◆ **Задания**
**1)** Воспроизведите без изменений фрагмент текста о поэзии Веневитинова от слов «Но вскоре в» до слов «твердой обопрусь ногой?» включительно.
**2)** Кто назван идеалом поэта в тексте о поэзии Веневитинова?

Его богиня — простота,
И тихий гений размышленья
Ему поставил от рожденья
Печать молчанья на уста.
Когда-то юноша простирал объятия к ‘ближним’, а они на пламенный зов ответили ему холодным бессердечием, — и вот жизнь померкла, ее павлиньи краски начинают линять и быстро теряют в глазах поэта свою обольстительную внешность.
Не ищет вчуже утешенья
Душа, богатая собой.
Не верь, чтоб люди разгоняли
Сердец возвышенных печали.
Скупая дружба их дарит
Пустые ласки, а не счастье,
Гордись, что ими ты забыт, —
Но нет! не все мне изменило:
Еще один мне верен друг,
Один он для души унылой
Друзей здесь заменяет круг.
Его беседы и уроки
Ловлю вниманьем жадным я:
Они и ясны и глубоки,
Как будто волны бытия…
Он сам не жертвует страстям,
Он сам не верит их мечтам,
Но, как создания свидетель,
Он развернул всей жизни ткань.
Ему порок и добродетель
Равно несут покорно дань,
Как гордому владыке мира:
Мой друг, узнал ли ты Шекспира?
Юношеские фантазии рассеялись — жизнь предстала в своей однообразной и суровой простоте. Идеал поэта — ‘владыка мира’, Шекспир. Но жизнь — ‘коварная сирена’: она стремится отнять у поэта ‘любовь, надежды, вдохновенье’ — и он бежит от нее искать спасения во служении Музе. Жизнь не отнимет у него надежд:
И не мои они теперь.
Я посвящаю их отныне
Навек Поэзии святой
И с страшной клятвой и мольбой
Кладу на жертвенник богини.
Замечательное признание! Здесь Веневитинов еще отделяет поэзию от жизни, еще жизнь для него есть неумолимый враг, а поэзия — что-то отвлеченное, спасающее от жизни. Ему хочется спрятаться от жизни, пренебречь ею. Он смотрит на нее еще не проснувшимися глазами: тайна ее мгновений, ее неожиданных проблесков еще не открылась для него. Ему скучно в этом мире, полном бесцельности и суеты.
Но вскоре в духовной жизни Веневитинова наступает новый период. Быть может, он совпал с его переселением в Петербург, жаждой уединения и бескорыстного труда. В двух последних стихотворениях звучат еще не слыханные звуки, — поэт овладевает собой и в чудных стихах дает мудрый ответ на вечную загадку жизни.
Я вижу, жизнь передо мной
Кипит как океан безбрежный…
Найду ли я утес надежный,
Где твердой обопрусь ногой?
Открой глаза на всю природу, —
Мне тайный голос отвечал, —
Но дай им выбор и свободу.
Твой час еще не наступал:
Теперь гонись за жизнью дивной
И каждый миг в ней воскрешай,
На каждый звук ее призывный
Отзывной песней отвечай!

Записи, отобранные из коллекции:
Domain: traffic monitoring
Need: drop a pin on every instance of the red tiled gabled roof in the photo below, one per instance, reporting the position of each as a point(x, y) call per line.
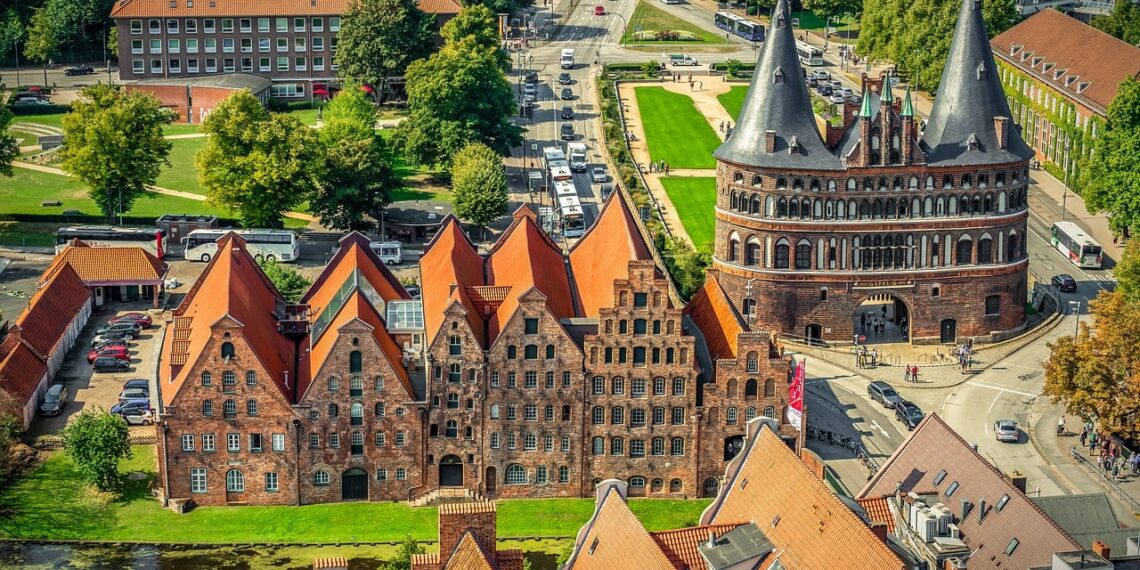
point(231, 286)
point(1058, 43)
point(219, 8)
point(933, 447)
point(603, 254)
point(808, 526)
point(103, 266)
point(716, 318)
point(524, 257)
point(448, 266)
point(680, 545)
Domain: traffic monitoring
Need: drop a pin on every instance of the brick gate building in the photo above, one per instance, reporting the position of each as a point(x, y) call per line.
point(930, 222)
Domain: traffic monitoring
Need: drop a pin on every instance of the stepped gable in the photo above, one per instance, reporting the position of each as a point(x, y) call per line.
point(447, 268)
point(231, 286)
point(778, 100)
point(715, 316)
point(603, 254)
point(522, 258)
point(961, 128)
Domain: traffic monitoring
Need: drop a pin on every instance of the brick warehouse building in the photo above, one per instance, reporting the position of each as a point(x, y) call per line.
point(522, 372)
point(931, 222)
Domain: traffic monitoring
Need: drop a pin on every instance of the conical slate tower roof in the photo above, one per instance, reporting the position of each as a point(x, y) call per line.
point(778, 100)
point(968, 100)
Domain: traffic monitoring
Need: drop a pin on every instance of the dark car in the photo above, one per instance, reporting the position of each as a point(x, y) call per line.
point(80, 70)
point(111, 364)
point(1065, 283)
point(908, 413)
point(55, 399)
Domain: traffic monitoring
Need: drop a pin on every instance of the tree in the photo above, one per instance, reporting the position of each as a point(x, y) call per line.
point(478, 185)
point(1094, 373)
point(380, 38)
point(358, 178)
point(113, 143)
point(455, 97)
point(1123, 22)
point(288, 281)
point(1109, 184)
point(257, 163)
point(96, 441)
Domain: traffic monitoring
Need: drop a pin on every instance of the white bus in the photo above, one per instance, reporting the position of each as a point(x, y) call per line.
point(1081, 249)
point(275, 244)
point(152, 239)
point(808, 54)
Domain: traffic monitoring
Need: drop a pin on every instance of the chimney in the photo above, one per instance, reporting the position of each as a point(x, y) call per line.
point(1001, 128)
point(1101, 548)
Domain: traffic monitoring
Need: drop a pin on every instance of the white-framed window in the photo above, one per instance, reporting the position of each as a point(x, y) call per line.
point(235, 481)
point(198, 480)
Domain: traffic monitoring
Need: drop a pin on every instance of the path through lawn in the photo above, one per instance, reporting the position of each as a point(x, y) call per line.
point(675, 131)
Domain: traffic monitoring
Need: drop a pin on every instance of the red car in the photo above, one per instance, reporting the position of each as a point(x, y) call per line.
point(111, 350)
point(143, 319)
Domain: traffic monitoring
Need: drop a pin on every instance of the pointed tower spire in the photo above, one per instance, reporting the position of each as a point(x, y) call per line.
point(969, 100)
point(778, 102)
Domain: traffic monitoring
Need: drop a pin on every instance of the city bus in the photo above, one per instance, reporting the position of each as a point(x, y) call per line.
point(152, 239)
point(275, 244)
point(1081, 249)
point(808, 54)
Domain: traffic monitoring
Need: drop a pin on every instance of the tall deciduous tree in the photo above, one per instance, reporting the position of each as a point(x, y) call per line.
point(113, 143)
point(358, 179)
point(1094, 373)
point(479, 185)
point(96, 441)
point(1110, 184)
point(380, 38)
point(257, 163)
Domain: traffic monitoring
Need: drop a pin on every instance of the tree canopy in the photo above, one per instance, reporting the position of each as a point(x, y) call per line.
point(380, 38)
point(113, 143)
point(1109, 184)
point(478, 185)
point(358, 178)
point(257, 163)
point(915, 34)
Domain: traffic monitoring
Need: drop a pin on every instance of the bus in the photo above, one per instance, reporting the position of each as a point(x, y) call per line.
point(1081, 249)
point(808, 54)
point(152, 239)
point(270, 244)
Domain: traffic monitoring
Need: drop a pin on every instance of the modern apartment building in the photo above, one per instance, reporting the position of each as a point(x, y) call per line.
point(291, 41)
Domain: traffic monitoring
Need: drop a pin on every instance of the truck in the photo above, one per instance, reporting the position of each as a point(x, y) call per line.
point(577, 156)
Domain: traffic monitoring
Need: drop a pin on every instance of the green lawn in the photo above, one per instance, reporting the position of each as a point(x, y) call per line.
point(733, 100)
point(650, 18)
point(51, 503)
point(694, 198)
point(675, 131)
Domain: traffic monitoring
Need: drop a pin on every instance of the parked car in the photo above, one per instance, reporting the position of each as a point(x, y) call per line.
point(143, 319)
point(55, 399)
point(1064, 283)
point(111, 364)
point(110, 350)
point(80, 70)
point(107, 338)
point(125, 327)
point(910, 414)
point(1006, 430)
point(882, 393)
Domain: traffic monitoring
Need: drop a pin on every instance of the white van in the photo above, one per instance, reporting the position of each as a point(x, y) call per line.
point(389, 252)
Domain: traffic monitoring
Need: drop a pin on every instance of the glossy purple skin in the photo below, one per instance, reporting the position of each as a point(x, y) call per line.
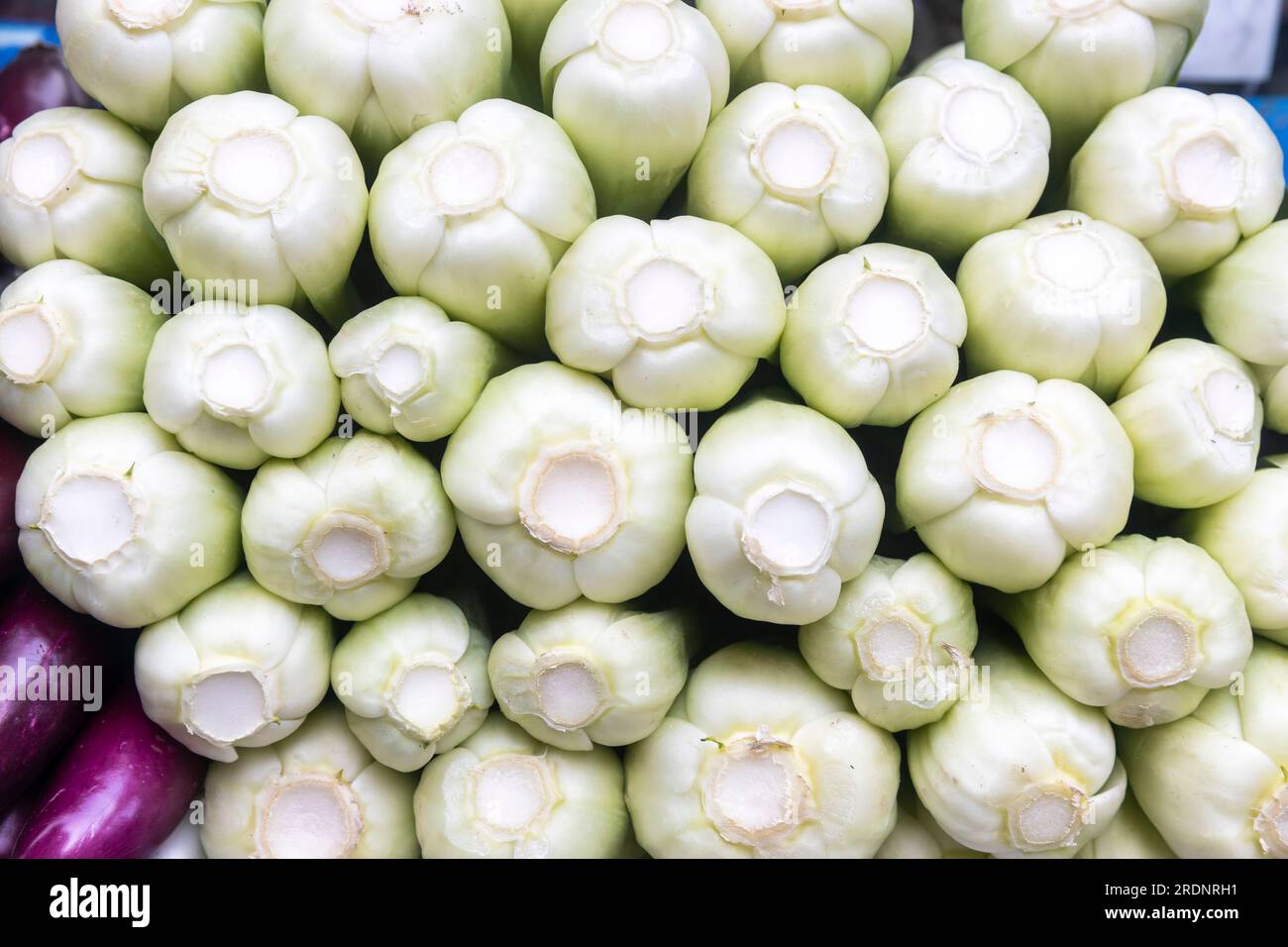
point(117, 792)
point(35, 629)
point(35, 80)
point(14, 451)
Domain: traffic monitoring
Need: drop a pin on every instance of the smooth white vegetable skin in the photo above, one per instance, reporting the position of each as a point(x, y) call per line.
point(382, 69)
point(1215, 783)
point(562, 493)
point(146, 59)
point(678, 312)
point(785, 512)
point(900, 639)
point(413, 681)
point(1129, 835)
point(1194, 419)
point(1141, 628)
point(404, 368)
point(1080, 59)
point(475, 214)
point(502, 793)
point(259, 202)
point(1061, 295)
point(854, 47)
point(69, 187)
point(237, 385)
point(969, 157)
point(1020, 770)
point(591, 673)
point(1240, 300)
point(317, 793)
point(1005, 475)
point(72, 344)
point(1188, 174)
point(634, 82)
point(759, 758)
point(802, 171)
point(872, 335)
point(349, 527)
point(119, 522)
point(1248, 535)
point(237, 668)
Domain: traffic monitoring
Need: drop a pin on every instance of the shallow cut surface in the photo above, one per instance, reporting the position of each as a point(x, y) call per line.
point(253, 169)
point(40, 166)
point(510, 793)
point(1072, 260)
point(568, 693)
point(665, 298)
point(228, 706)
point(887, 313)
point(29, 341)
point(1231, 402)
point(235, 379)
point(638, 31)
point(798, 157)
point(1019, 454)
point(312, 818)
point(89, 517)
point(1210, 172)
point(979, 123)
point(1158, 651)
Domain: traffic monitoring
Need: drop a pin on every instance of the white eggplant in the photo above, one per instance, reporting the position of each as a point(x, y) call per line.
point(258, 202)
point(900, 641)
point(1061, 295)
point(872, 335)
point(72, 344)
point(413, 681)
point(561, 493)
point(1194, 419)
point(802, 171)
point(1185, 172)
point(785, 512)
point(1240, 300)
point(1129, 835)
point(352, 526)
point(759, 758)
point(71, 187)
point(406, 368)
point(1080, 58)
point(381, 69)
point(146, 58)
point(317, 793)
point(1248, 535)
point(969, 157)
point(1005, 475)
point(119, 522)
point(1021, 770)
point(854, 47)
point(591, 673)
point(502, 793)
point(237, 668)
point(1216, 784)
point(678, 312)
point(634, 82)
point(475, 214)
point(1141, 628)
point(237, 384)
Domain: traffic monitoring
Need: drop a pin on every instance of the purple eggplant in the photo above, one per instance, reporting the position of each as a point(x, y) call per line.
point(14, 451)
point(35, 80)
point(117, 792)
point(51, 672)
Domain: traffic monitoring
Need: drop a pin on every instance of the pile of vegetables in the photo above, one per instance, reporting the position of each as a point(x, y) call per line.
point(616, 428)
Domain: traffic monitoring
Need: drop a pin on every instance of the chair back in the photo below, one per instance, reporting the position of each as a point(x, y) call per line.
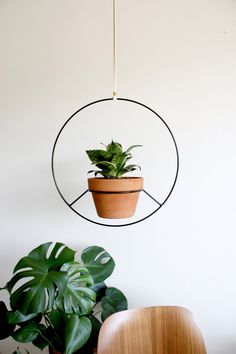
point(151, 330)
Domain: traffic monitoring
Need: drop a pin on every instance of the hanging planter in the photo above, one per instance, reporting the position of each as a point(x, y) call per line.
point(114, 196)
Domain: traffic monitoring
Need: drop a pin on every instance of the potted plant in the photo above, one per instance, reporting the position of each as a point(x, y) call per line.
point(114, 195)
point(60, 303)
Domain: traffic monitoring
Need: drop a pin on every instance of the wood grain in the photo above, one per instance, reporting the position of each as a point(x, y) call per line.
point(151, 330)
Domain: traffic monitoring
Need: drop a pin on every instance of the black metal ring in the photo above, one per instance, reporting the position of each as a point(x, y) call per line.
point(114, 192)
point(160, 204)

◆ **Ответы к заданиям**
**1)**
Но вскоре в духовной жизни Веневитинова наступает новый период. Быть может, он совпал с его переселением в Петербург, жаждой уединения и бескорыстного труда. В двух последних стихотворениях звучат еще не слыханные звуки, — поэт овладевает собой и в чудных стихах дает мудрый ответ на вечную загадку жизни.
Я вижу, жизнь передо мной
Кипит как океан безбрежный…
Найду ли я утес надежный,
Где твердой обопрусь ногой?

**2)** Шекспир, «владыка мира».